### STORED ROWS ###
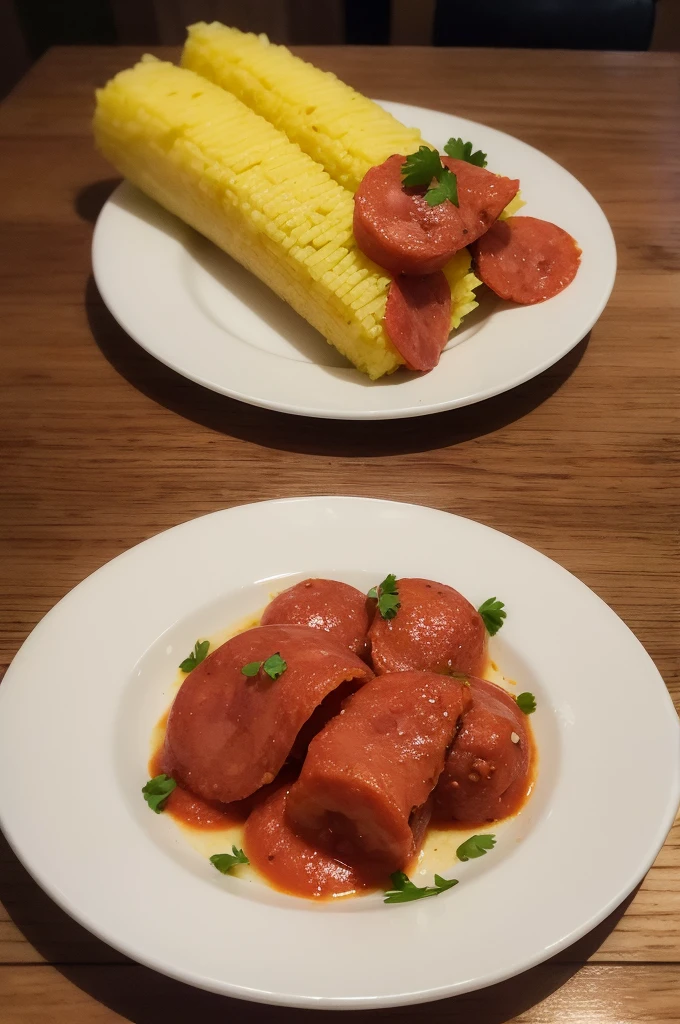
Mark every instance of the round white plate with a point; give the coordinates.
(199, 311)
(79, 701)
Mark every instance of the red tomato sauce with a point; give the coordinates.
(194, 811)
(512, 802)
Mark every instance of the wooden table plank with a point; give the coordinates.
(578, 463)
(91, 994)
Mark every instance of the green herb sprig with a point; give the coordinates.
(201, 648)
(224, 862)
(274, 667)
(157, 792)
(475, 846)
(494, 614)
(424, 167)
(405, 891)
(526, 702)
(459, 150)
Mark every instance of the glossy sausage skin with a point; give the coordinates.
(435, 629)
(526, 260)
(324, 604)
(228, 734)
(396, 227)
(375, 765)
(418, 318)
(292, 863)
(486, 775)
(482, 197)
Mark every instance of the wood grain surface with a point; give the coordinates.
(101, 446)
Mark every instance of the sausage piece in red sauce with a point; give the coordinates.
(482, 197)
(526, 260)
(418, 318)
(435, 629)
(399, 230)
(486, 773)
(290, 862)
(375, 765)
(324, 604)
(228, 733)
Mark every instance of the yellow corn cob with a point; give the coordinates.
(210, 160)
(338, 127)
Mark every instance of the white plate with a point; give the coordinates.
(79, 701)
(200, 312)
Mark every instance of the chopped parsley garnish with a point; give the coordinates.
(463, 151)
(424, 167)
(493, 613)
(405, 891)
(445, 188)
(201, 648)
(273, 666)
(157, 792)
(225, 861)
(475, 846)
(526, 702)
(387, 597)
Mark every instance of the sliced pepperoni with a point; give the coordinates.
(486, 773)
(228, 733)
(292, 863)
(526, 260)
(482, 196)
(371, 770)
(324, 604)
(418, 318)
(396, 227)
(435, 629)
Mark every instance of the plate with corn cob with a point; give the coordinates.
(252, 245)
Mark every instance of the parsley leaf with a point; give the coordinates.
(475, 846)
(225, 861)
(493, 613)
(387, 596)
(405, 891)
(273, 666)
(157, 791)
(421, 167)
(463, 151)
(526, 702)
(201, 648)
(445, 189)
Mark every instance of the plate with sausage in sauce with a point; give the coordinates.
(547, 268)
(336, 753)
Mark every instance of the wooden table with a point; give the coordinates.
(102, 446)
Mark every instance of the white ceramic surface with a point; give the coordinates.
(79, 701)
(200, 312)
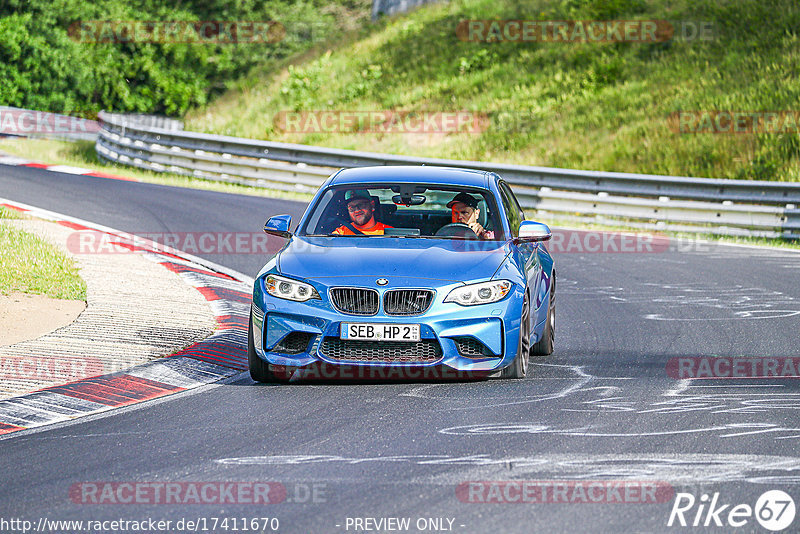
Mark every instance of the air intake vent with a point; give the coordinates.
(423, 351)
(355, 300)
(407, 301)
(294, 343)
(472, 348)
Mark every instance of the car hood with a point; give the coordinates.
(440, 259)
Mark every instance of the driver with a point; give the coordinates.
(465, 211)
(361, 209)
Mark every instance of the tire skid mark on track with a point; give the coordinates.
(219, 356)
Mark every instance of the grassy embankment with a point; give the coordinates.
(598, 106)
(30, 264)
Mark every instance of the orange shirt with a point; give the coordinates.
(376, 229)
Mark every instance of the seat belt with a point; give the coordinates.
(353, 229)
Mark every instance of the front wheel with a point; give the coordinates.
(519, 367)
(545, 345)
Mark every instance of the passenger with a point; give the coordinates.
(361, 209)
(465, 211)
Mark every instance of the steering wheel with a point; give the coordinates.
(456, 230)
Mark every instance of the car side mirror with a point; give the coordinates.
(530, 231)
(279, 226)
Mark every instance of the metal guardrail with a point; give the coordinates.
(704, 205)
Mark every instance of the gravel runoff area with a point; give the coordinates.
(137, 311)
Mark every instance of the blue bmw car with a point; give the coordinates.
(408, 268)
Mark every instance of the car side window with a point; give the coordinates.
(511, 207)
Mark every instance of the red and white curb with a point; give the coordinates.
(221, 355)
(22, 162)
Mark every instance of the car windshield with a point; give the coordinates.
(405, 210)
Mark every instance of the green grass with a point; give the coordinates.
(82, 154)
(30, 264)
(621, 226)
(574, 105)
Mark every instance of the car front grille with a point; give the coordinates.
(407, 301)
(294, 343)
(423, 351)
(472, 348)
(355, 300)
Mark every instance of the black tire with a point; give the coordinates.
(259, 369)
(519, 367)
(544, 346)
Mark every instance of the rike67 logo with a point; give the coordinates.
(774, 510)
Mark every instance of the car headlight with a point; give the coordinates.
(482, 293)
(286, 288)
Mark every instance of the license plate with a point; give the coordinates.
(382, 332)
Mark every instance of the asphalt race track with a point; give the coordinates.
(602, 407)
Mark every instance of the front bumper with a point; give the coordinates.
(493, 329)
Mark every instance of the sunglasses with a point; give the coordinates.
(359, 206)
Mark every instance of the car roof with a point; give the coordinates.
(412, 173)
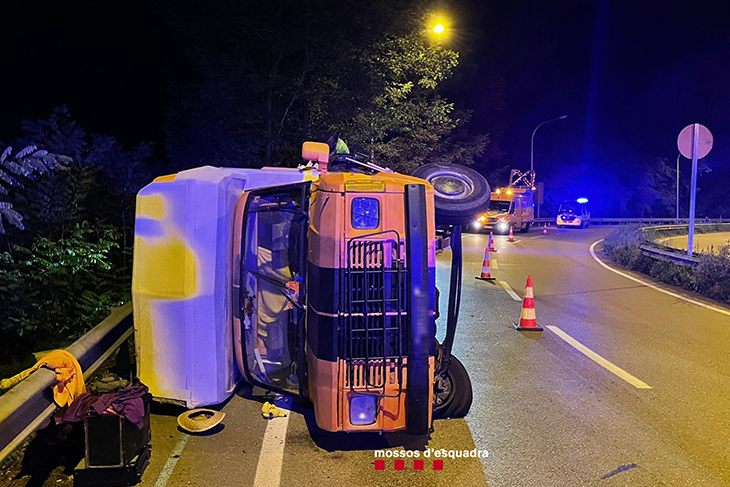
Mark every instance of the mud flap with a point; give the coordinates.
(420, 320)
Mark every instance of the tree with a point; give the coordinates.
(99, 183)
(25, 165)
(368, 73)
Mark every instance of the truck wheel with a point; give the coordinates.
(452, 395)
(461, 193)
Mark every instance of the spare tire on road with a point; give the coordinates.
(461, 193)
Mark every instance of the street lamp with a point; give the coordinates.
(532, 142)
(678, 156)
(438, 25)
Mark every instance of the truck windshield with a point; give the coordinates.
(500, 206)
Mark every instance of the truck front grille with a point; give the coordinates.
(373, 311)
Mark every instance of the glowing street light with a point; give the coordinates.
(438, 25)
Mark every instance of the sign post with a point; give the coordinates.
(694, 142)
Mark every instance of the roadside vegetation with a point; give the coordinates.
(67, 211)
(710, 276)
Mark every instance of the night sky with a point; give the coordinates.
(629, 75)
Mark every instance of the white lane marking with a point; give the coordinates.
(656, 288)
(614, 369)
(509, 290)
(166, 472)
(271, 458)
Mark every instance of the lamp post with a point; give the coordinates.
(678, 156)
(532, 141)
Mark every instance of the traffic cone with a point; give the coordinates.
(528, 321)
(485, 275)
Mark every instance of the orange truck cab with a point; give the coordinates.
(318, 282)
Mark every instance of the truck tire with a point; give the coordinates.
(452, 392)
(461, 193)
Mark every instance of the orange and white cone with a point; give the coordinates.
(528, 321)
(485, 275)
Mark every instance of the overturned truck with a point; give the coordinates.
(317, 282)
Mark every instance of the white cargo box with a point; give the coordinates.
(181, 284)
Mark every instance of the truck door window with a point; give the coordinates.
(272, 246)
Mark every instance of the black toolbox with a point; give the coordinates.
(116, 451)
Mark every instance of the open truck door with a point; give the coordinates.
(269, 287)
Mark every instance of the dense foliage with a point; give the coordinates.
(275, 75)
(66, 260)
(711, 276)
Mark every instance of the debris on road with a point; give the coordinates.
(269, 411)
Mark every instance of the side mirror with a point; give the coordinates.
(318, 152)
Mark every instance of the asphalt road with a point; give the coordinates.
(547, 413)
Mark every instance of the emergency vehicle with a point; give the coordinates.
(574, 214)
(510, 207)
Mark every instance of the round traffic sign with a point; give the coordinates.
(685, 141)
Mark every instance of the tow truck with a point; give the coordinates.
(510, 207)
(316, 281)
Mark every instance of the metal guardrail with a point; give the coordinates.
(679, 258)
(640, 221)
(27, 405)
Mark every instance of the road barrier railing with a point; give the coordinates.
(25, 407)
(660, 251)
(639, 221)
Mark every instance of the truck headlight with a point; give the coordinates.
(363, 410)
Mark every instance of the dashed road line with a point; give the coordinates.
(271, 458)
(614, 369)
(510, 291)
(169, 466)
(656, 288)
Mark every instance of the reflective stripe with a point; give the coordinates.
(528, 313)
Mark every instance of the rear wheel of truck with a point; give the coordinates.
(452, 392)
(461, 193)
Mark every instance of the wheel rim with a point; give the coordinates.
(450, 185)
(442, 390)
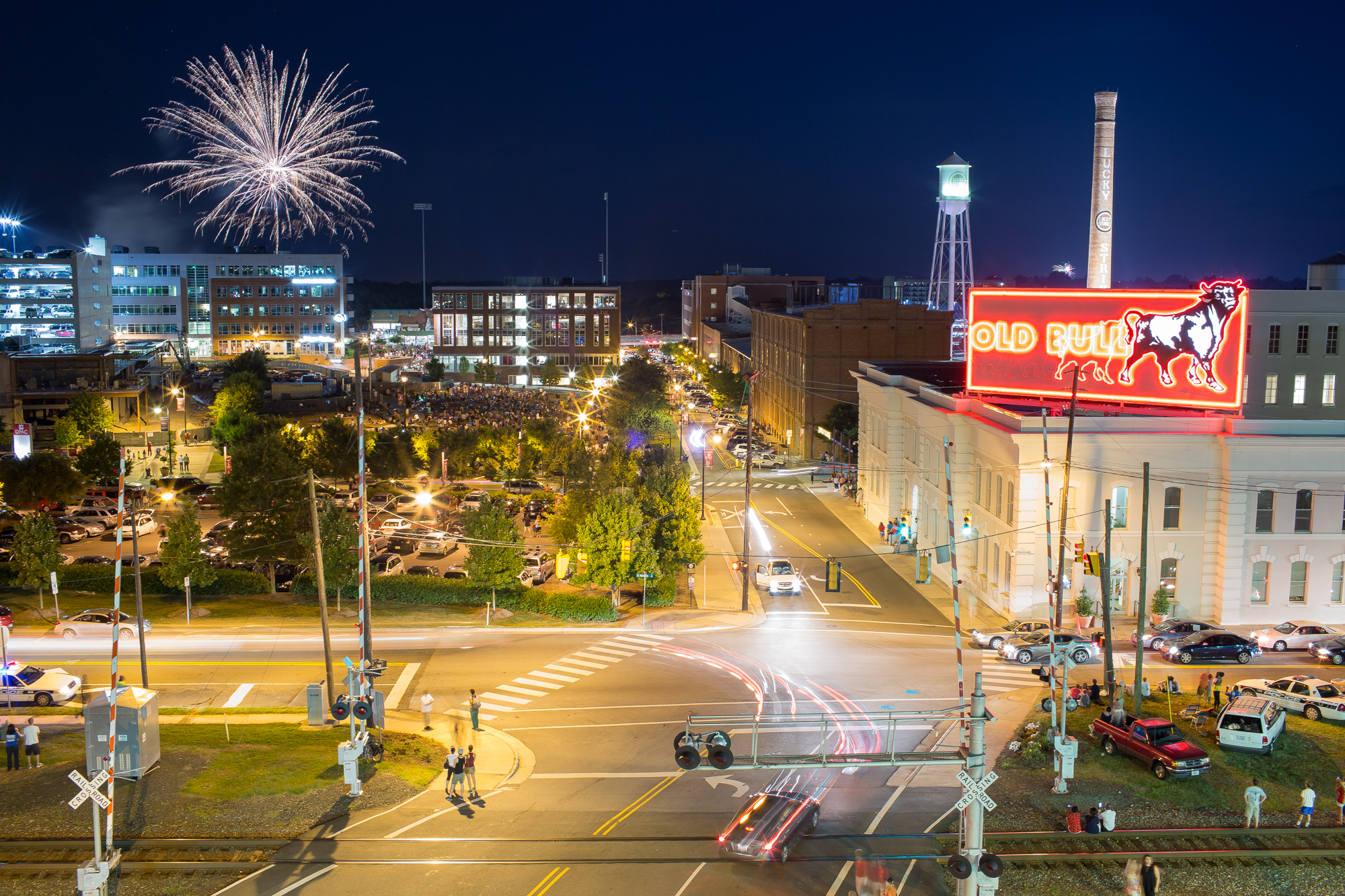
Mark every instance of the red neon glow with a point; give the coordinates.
(1169, 348)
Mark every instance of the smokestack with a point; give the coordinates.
(1100, 222)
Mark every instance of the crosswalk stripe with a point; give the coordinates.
(506, 697)
(567, 678)
(523, 690)
(578, 671)
(539, 684)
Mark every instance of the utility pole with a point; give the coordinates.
(1144, 584)
(367, 639)
(141, 606)
(1065, 501)
(1108, 663)
(322, 587)
(953, 577)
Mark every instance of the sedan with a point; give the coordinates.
(1038, 645)
(1172, 630)
(773, 821)
(995, 638)
(96, 623)
(1211, 646)
(1293, 635)
(1313, 697)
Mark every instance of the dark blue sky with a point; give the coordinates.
(796, 136)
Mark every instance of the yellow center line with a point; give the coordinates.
(617, 819)
(555, 874)
(853, 580)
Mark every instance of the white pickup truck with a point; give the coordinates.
(779, 577)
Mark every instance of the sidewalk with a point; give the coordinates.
(974, 612)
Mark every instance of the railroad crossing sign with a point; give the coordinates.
(976, 790)
(89, 788)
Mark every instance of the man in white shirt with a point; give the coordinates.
(30, 743)
(427, 708)
(1254, 797)
(1307, 799)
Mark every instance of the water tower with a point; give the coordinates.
(950, 276)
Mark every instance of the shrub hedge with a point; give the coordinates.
(459, 592)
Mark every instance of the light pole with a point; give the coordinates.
(423, 208)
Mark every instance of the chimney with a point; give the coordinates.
(1100, 222)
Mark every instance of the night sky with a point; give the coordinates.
(800, 138)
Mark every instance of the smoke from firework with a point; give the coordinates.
(280, 166)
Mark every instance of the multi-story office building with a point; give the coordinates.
(227, 303)
(520, 329)
(57, 300)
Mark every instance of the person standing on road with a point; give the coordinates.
(1149, 876)
(427, 708)
(1307, 798)
(1254, 797)
(11, 748)
(34, 751)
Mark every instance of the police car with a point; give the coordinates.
(1313, 697)
(33, 685)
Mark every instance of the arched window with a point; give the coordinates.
(1120, 506)
(1172, 507)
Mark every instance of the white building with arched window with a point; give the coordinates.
(1246, 517)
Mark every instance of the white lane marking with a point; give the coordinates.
(676, 772)
(537, 684)
(566, 678)
(637, 646)
(523, 690)
(578, 671)
(303, 880)
(615, 653)
(239, 696)
(404, 681)
(582, 662)
(506, 697)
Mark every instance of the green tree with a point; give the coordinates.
(340, 534)
(551, 373)
(102, 459)
(493, 557)
(37, 549)
(40, 477)
(486, 372)
(68, 434)
(615, 518)
(267, 499)
(252, 361)
(181, 551)
(91, 413)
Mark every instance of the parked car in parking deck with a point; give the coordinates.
(1296, 634)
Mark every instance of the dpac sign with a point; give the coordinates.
(1147, 346)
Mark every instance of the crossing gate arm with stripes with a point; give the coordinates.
(872, 729)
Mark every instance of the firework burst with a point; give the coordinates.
###
Rewrite the data from the line with "Mark every instance of the sidewalk" to the line with "(1172, 507)", putting "smokestack" in place of "chimney" and keeping everything else the same.

▸ **SOLUTION FOR THIS PROBLEM**:
Mark every instance of the sidewalk with a point; give the coordinates.
(974, 612)
Mark every instance of the railroad crossing sign with a point; give the coordinates.
(976, 790)
(89, 788)
Mark every instance of the man in white shirt with a point; give the coordinates.
(30, 743)
(427, 708)
(1254, 797)
(1307, 799)
Mark every instance of the water tower with a point; give the coordinates.
(950, 276)
Mark every instance of the shrub hedge with a point; give the coordinates.
(459, 592)
Mark every instance of the light pole with a point; give the coordinates.
(423, 208)
Mark every instance of the smokestack with a point; give the coordinates.
(1100, 222)
Mark every instance of the night sky with a point; give the coordinates.
(800, 138)
Mark every instance of the smoke from firework with a point; give the coordinates.
(280, 166)
Mark every instance of the multi-story office building with a point; give the coordinates.
(227, 303)
(520, 329)
(57, 300)
Mark every instance of the person standing on road with a point; give the coordinates.
(1149, 876)
(427, 708)
(1307, 798)
(1254, 797)
(11, 748)
(34, 751)
Mark every instance of the police car with a point; give the coordinates.
(1313, 697)
(33, 685)
Mark every instance of the arched window with a point; give the coordinates.
(1120, 506)
(1172, 507)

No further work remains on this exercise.